Saved data entries:

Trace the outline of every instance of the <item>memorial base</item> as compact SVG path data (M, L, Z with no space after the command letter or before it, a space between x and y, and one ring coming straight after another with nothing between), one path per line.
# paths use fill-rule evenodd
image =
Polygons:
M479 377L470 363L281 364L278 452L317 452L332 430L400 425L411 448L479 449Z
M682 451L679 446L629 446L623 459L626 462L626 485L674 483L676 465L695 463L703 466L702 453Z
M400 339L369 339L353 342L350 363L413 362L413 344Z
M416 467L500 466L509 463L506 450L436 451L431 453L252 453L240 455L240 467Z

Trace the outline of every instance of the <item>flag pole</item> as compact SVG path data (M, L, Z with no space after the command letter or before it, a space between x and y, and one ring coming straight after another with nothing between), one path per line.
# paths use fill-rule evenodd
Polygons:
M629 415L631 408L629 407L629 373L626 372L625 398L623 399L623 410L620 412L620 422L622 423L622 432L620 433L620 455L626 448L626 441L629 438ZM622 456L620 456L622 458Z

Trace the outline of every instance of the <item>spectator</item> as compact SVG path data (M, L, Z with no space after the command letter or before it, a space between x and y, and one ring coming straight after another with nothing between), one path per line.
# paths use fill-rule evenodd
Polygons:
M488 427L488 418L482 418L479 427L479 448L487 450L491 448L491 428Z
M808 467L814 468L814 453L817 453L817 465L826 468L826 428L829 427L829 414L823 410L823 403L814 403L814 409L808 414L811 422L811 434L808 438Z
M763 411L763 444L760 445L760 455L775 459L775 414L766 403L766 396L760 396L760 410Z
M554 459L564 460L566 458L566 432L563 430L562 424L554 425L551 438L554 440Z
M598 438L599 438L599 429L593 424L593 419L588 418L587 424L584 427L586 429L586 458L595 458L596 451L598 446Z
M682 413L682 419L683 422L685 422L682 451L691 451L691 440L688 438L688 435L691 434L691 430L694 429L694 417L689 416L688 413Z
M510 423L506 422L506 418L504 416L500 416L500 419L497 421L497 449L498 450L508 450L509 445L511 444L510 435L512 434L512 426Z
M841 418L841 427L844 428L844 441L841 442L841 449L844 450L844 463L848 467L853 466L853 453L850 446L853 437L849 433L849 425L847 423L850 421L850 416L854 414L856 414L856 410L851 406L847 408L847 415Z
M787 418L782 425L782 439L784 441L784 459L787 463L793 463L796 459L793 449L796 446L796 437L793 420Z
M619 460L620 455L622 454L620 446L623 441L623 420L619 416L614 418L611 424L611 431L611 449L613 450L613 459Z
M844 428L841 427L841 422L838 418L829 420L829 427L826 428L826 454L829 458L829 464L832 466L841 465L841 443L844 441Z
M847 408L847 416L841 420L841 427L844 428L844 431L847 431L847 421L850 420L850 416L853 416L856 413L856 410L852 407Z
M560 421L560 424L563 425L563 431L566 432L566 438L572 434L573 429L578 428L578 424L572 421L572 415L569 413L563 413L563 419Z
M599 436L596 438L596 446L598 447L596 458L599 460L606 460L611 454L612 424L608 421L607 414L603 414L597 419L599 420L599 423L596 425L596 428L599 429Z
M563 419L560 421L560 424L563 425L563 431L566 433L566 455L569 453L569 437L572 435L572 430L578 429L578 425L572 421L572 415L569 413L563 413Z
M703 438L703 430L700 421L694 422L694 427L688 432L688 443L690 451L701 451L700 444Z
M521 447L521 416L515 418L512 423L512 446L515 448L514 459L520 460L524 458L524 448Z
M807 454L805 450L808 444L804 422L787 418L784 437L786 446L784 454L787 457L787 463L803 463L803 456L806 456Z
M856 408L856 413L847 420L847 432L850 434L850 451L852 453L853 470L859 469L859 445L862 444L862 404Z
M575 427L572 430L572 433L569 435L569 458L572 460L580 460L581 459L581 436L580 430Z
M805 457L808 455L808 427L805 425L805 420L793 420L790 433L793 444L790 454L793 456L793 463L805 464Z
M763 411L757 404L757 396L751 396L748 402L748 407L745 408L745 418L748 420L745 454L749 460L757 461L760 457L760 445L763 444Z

To do: Wherever the string "before" appears in the entries above, list that line.

Problem solution:
Trace the outline of every instance of the <item>memorial base</item> as compact SVG path data (M, L, Z with no space after the command letter or before it, a space between x and y, and one ring coming straight after another with nothing between), one path per line.
Trace the outline of every instance of the <item>flag pole</item> as compact SVG path data (M, L, Z with no space after the command letter or before it, a space between x and y, and one ring coming straight after another with nothing between), one path per line.
Trace the outline of every instance of the <item>spectator</item> as compact SVG path data (M, L, Z with no space after the command letter or before it, a space between x and y, and one ring coming straight after another with nothing between), one path per line.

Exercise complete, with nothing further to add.